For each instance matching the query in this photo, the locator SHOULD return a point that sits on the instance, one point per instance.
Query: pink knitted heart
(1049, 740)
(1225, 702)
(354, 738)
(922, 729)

問題文: 上のデータを最初から最後まで、一字一句変えずにそのまま繰り返してください。

完成した課題:
For each instance matching the query in this photo, the locator SHOULD return a point that sits on the instance, one point per instance.
Query: pink knitted heart
(1049, 740)
(1225, 702)
(354, 738)
(922, 729)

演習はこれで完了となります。